Exercise objective:
Turn the material below into a numbered list, one line per entry, without blank lines or pictures.

Available data:
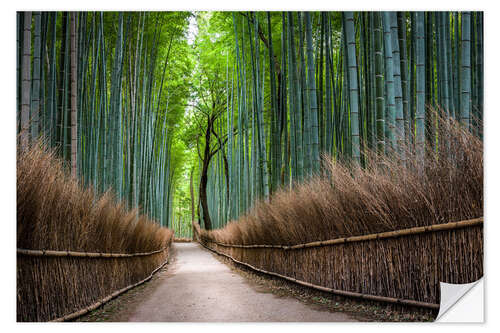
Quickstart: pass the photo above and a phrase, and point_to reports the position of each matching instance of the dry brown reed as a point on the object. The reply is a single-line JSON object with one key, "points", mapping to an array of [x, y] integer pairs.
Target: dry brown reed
{"points": [[55, 213], [388, 194]]}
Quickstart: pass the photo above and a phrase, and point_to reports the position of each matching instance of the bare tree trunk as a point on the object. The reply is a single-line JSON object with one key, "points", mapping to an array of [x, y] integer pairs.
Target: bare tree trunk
{"points": [[74, 131], [26, 81], [35, 109], [191, 190]]}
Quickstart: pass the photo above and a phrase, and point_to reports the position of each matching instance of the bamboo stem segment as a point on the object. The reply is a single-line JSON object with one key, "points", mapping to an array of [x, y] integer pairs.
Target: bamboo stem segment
{"points": [[54, 253], [106, 299]]}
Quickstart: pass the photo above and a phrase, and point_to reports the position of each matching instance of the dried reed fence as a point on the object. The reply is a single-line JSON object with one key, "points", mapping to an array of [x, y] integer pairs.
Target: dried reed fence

Output below:
1. Quickstart: pass the photo above and a phrase, and point_to reports the position of each matching instance of the dry brown reed as a point on the object. The reply is a single-line JSON object with one key, "points", mapping to an array of [x, y] integer pairs.
2. Target: dry brown reed
3. {"points": [[55, 213], [388, 194]]}
4. Quickstart: pass the photo above and a phrase, and point_to reports the position of each matching instance of the bare tree trunk as a point on the object. The reply is a single-line JSON object with one key, "points", mapping to an array of [x, y] integer pairs.
5. Target: bare tree trunk
6. {"points": [[74, 131], [26, 81], [35, 109], [191, 190]]}
7. Quickstart: pass the photo above and a phrase, and point_to reports the position of each matching instance of the bamboo stem segment as a point on the object. The reply is a single-line JSON object with one key, "points", mapping to an array of [x, y] integer pairs.
8. Target: bamboo stem segment
9. {"points": [[54, 253], [106, 299]]}
10. Quickstart: pass the photo above and a phrase, and point_to reports the position of each matching instance of the dried reed fence as a point on the object. The reply is a single-line JSON object with one key, "points", mapping to an array of [x, y] integer pairs.
11. Target: dried reed fence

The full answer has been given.